GIVEN EXERCISE: Reproduce the listing below, switching each occurrence of "Target" to "Label" and keeping everything else unchanged.

(Entries from a dataset)

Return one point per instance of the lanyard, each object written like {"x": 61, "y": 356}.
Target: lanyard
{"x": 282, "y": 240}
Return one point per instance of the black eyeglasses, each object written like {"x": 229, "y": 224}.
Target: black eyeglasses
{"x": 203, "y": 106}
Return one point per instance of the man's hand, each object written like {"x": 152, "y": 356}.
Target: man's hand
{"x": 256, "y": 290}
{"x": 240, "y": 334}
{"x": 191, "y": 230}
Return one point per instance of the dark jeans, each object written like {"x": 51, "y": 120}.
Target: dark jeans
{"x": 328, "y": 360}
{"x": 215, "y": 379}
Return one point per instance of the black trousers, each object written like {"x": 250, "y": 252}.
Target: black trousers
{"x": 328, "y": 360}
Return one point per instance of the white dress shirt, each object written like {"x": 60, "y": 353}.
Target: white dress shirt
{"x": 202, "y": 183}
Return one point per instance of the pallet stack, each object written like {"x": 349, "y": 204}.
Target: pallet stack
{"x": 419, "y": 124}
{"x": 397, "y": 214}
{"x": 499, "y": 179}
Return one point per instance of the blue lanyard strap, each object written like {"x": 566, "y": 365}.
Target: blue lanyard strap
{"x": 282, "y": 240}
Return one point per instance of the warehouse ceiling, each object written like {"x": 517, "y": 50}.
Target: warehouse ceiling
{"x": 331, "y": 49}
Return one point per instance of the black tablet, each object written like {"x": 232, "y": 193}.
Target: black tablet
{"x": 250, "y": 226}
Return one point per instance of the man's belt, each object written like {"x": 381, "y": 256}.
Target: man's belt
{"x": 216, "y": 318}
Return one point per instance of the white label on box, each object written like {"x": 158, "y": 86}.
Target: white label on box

RESPONSE TO THE TASK:
Return one point per instance of the lanyard, each object written like {"x": 61, "y": 356}.
Label: lanyard
{"x": 282, "y": 240}
Return one point per instance of the black eyeglasses, each object written like {"x": 229, "y": 224}.
Label: black eyeglasses
{"x": 203, "y": 106}
Return one point per instance of the man's hand, each object written like {"x": 152, "y": 356}.
Label: man's hand
{"x": 256, "y": 290}
{"x": 240, "y": 334}
{"x": 191, "y": 230}
Return one point per instance of the dark jeans, each object written like {"x": 51, "y": 120}.
Label: dark jeans
{"x": 328, "y": 360}
{"x": 215, "y": 379}
Return one point per instance of the black trousers, each object written like {"x": 250, "y": 252}.
Label: black trousers
{"x": 328, "y": 360}
Return one point per instance of the white dress shirt, each object written like {"x": 60, "y": 353}.
Label: white dress shirt
{"x": 202, "y": 183}
Return one point per instance of the pallet stack, each object written like {"x": 349, "y": 204}.
Label: pallet stack
{"x": 419, "y": 124}
{"x": 397, "y": 214}
{"x": 499, "y": 179}
Return one point per instance of the blue lanyard strap, each object written like {"x": 566, "y": 365}.
Label: blue lanyard strap
{"x": 282, "y": 240}
Return one point per instance of the warehouse ceiling, each object written like {"x": 517, "y": 50}.
Label: warehouse ceiling
{"x": 331, "y": 49}
Return one point per instance of the black tablet, each object written like {"x": 232, "y": 193}.
Label: black tablet
{"x": 250, "y": 226}
Return one point per instance of the man's belt, each object written like {"x": 381, "y": 256}.
Label: man's belt
{"x": 216, "y": 318}
Return one point per instance of the white label on box, each object written like {"x": 158, "y": 86}.
Label: white label on box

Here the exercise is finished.